GOAL — Please copy the lines of the listing below word for word, starting with the line that contains "Where can the mountain be" and continuing through the end of the listing.

⟨

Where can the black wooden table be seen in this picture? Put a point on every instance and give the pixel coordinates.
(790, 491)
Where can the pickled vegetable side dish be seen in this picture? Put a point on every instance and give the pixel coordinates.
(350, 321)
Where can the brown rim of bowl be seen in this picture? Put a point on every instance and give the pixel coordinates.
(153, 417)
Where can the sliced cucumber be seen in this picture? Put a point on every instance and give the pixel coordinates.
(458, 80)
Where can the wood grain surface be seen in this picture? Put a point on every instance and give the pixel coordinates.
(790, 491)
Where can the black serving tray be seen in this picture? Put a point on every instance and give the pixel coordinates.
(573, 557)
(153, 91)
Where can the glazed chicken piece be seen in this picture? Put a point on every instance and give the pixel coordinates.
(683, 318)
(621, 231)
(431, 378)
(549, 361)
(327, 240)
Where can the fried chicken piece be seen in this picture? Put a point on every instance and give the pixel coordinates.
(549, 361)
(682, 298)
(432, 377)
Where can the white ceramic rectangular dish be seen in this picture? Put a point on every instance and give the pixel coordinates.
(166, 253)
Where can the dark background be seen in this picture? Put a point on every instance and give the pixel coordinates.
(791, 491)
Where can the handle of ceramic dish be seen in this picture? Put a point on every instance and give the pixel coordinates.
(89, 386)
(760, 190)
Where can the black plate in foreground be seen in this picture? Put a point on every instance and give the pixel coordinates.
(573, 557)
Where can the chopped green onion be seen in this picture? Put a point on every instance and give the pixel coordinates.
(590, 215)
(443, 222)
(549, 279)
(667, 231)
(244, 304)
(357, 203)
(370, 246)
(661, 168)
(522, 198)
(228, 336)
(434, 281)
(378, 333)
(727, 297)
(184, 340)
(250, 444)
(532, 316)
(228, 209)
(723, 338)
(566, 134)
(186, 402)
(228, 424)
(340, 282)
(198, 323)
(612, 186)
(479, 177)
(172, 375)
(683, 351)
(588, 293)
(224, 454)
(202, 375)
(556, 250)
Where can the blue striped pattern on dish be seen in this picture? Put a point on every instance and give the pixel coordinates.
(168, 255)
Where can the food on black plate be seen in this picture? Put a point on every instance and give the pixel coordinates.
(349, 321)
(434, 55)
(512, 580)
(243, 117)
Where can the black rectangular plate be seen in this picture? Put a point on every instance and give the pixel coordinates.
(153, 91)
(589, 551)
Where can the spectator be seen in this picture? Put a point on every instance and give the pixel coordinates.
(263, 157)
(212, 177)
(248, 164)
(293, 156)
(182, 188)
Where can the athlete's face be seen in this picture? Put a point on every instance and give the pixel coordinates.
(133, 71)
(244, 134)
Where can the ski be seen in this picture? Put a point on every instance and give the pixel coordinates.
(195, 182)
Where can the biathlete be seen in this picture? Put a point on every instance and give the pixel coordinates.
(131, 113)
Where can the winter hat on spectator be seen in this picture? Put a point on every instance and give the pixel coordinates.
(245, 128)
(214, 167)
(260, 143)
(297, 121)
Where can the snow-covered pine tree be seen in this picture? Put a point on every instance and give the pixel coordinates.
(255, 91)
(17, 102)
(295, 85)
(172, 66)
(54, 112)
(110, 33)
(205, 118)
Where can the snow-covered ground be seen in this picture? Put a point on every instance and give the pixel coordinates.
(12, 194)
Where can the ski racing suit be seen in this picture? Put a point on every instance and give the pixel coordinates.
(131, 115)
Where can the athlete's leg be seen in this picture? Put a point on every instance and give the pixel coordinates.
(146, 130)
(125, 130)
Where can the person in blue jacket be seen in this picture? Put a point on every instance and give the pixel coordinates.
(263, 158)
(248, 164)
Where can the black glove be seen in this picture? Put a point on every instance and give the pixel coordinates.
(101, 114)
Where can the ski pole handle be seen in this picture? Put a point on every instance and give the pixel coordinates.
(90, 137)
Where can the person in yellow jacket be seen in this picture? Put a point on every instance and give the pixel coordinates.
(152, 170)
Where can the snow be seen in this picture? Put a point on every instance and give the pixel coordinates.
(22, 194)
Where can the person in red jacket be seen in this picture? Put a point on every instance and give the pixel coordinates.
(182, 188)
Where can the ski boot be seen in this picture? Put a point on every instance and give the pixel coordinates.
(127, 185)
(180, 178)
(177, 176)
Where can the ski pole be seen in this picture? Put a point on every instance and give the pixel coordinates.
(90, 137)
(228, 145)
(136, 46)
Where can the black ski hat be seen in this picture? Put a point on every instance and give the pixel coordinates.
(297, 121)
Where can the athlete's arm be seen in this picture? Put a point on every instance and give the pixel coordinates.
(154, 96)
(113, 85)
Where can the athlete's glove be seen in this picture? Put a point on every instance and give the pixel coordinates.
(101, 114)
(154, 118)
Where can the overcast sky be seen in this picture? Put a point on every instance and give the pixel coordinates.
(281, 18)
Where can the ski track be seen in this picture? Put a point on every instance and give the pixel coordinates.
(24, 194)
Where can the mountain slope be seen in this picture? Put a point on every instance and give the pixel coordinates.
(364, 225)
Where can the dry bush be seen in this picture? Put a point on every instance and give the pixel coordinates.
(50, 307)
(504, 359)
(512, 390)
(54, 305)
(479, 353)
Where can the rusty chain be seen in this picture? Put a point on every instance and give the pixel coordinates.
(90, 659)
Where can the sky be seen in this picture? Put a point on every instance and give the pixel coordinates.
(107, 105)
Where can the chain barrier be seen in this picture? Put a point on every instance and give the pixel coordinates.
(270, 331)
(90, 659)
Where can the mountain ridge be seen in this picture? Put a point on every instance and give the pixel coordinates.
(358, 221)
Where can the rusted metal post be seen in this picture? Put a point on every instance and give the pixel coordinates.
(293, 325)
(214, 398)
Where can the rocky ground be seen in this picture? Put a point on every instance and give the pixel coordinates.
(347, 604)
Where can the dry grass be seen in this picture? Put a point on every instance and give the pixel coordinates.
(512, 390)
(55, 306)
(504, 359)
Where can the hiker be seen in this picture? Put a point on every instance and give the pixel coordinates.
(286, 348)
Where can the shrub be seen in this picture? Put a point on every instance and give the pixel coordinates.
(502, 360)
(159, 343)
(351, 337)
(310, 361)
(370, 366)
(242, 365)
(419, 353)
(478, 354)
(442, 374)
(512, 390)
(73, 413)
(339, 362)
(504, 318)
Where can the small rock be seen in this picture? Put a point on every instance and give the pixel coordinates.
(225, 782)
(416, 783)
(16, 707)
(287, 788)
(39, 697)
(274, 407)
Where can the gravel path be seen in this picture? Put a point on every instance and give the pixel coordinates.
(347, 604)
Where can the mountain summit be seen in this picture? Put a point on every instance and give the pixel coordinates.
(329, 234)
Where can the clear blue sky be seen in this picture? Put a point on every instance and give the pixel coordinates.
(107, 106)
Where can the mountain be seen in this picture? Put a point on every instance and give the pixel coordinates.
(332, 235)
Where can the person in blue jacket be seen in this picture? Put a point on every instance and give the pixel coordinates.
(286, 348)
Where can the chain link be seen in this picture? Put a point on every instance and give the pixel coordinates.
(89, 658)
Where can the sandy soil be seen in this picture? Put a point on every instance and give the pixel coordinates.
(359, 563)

⟩

FINISHED EXERCISE —
Where can the mountain be seen in this picture? Put a point on every instance and give the pixel coordinates.
(332, 235)
Where can the person in blue jacket be seen in this picture? Put a point on every instance and give the pixel coordinates.
(286, 348)
Where can the chain link be seen in this picture? Put a point on every instance and give the pixel coordinates.
(89, 658)
Where can the sandy soil be seen in this picture? Put a point on every instance and give the pixel coordinates.
(359, 563)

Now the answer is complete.